/---

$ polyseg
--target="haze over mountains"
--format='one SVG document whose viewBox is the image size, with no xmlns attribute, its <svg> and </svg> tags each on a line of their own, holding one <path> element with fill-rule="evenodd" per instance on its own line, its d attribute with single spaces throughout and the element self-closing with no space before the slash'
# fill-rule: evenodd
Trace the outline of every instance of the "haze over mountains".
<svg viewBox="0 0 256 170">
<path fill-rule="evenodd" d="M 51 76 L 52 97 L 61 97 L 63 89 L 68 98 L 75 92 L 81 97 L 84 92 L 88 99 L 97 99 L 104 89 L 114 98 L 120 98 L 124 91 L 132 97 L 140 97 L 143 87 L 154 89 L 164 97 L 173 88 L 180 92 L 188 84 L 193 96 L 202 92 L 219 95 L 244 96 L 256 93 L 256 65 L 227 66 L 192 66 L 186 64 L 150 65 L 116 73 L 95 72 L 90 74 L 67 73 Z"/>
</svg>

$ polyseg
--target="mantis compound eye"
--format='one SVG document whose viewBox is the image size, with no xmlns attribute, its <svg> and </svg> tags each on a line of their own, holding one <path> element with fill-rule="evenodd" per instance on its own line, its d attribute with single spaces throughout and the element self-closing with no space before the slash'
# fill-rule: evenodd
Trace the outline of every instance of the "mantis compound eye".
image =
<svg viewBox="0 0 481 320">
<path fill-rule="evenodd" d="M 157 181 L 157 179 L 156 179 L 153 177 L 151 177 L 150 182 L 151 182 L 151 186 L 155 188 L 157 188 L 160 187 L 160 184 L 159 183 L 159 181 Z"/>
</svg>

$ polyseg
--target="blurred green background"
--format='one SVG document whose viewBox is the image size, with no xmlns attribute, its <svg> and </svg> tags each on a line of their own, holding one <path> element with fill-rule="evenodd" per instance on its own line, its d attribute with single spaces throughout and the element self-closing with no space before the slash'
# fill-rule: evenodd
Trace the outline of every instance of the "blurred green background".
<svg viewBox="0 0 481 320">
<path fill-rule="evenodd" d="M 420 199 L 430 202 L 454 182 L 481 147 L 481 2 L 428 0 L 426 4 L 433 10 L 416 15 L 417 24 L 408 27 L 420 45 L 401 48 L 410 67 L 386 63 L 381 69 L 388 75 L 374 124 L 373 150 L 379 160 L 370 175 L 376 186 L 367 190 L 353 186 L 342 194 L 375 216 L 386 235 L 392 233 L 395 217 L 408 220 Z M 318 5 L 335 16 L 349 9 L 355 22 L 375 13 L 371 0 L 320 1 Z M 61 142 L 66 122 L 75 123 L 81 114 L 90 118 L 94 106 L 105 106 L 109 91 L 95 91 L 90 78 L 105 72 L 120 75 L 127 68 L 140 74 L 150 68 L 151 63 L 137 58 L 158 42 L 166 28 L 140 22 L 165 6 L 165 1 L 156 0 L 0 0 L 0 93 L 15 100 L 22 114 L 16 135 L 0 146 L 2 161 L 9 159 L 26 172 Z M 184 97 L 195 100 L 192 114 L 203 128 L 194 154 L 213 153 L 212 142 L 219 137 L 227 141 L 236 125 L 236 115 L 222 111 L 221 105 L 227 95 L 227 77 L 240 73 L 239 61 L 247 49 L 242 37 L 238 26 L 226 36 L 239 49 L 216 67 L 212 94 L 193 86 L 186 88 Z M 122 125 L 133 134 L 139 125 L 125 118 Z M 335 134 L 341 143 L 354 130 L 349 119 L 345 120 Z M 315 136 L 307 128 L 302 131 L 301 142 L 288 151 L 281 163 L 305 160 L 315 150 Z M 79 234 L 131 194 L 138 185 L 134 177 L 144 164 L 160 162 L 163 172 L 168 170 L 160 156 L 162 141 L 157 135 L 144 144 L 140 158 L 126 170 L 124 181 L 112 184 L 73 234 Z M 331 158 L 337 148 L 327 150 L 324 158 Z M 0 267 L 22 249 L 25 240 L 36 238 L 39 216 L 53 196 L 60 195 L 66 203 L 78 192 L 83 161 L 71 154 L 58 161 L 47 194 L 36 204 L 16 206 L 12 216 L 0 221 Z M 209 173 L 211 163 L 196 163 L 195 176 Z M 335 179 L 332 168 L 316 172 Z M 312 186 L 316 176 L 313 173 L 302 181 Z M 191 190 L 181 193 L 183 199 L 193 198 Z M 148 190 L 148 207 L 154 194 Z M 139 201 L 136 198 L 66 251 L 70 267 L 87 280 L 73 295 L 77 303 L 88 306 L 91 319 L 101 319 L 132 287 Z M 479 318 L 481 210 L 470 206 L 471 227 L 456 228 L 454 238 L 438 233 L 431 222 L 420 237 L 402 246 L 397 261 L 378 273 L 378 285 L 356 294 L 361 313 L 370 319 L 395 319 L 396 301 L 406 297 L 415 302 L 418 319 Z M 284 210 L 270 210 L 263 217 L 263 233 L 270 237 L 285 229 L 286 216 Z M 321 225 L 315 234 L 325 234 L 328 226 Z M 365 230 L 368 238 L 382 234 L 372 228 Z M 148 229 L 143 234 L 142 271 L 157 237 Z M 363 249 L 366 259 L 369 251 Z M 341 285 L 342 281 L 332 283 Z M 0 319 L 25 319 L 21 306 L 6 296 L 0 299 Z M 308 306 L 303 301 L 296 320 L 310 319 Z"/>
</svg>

\---

DO THIS
Pull out every line of the listing above that contains the word "mountains".

FINISHED EXERCISE
--target="haze over mountains"
Trace the outline of every instance of the "haze over mountains".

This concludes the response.